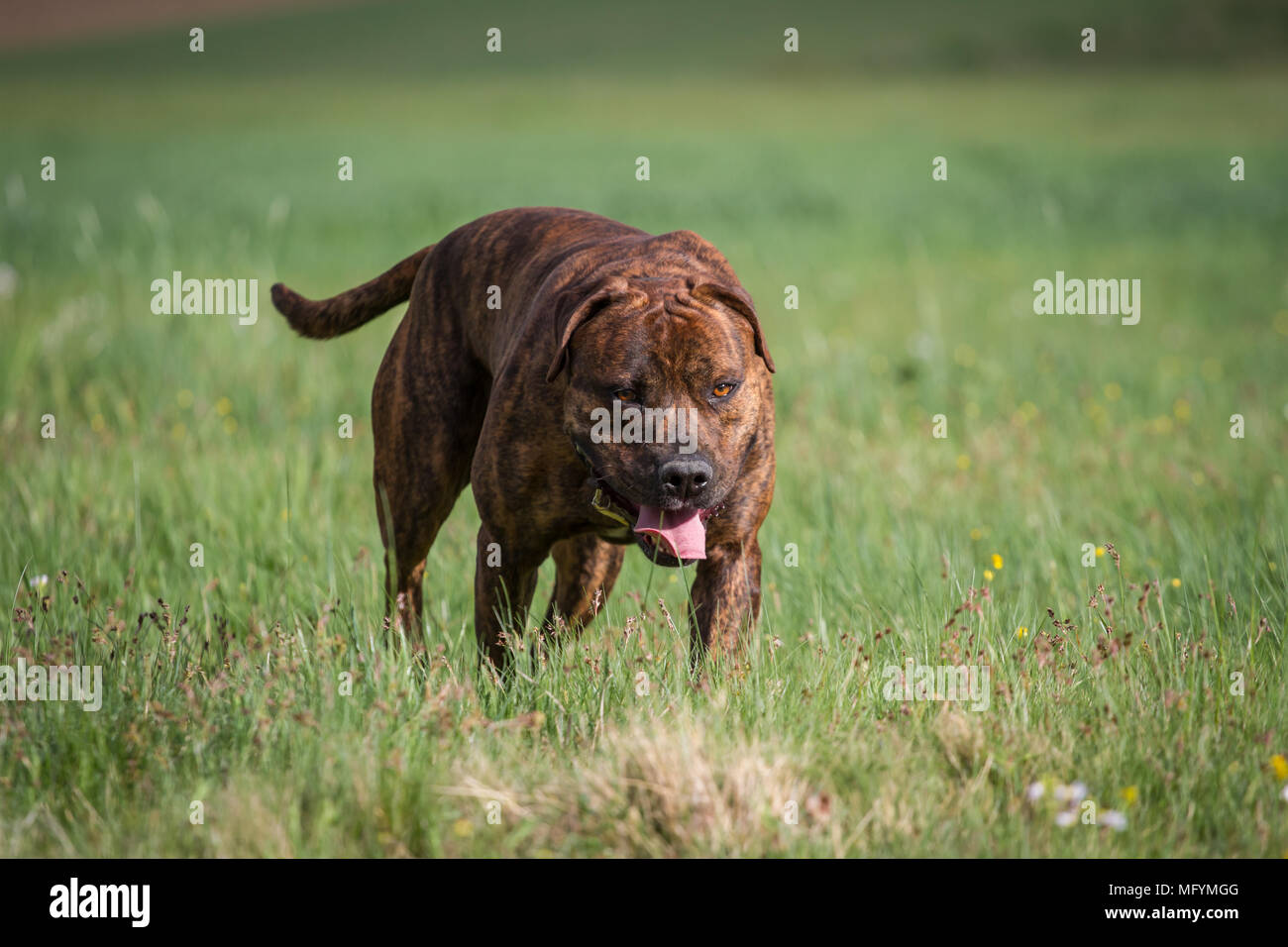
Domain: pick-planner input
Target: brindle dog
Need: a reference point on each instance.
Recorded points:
(519, 326)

• THE EXERCISE: Return all the entries word for word, but omit any pictures they contain.

• EXERCISE ANSWER:
Domain: pick-planner input
Target: brindle dog
Need: a reference point on each instance.
Recorded points:
(519, 326)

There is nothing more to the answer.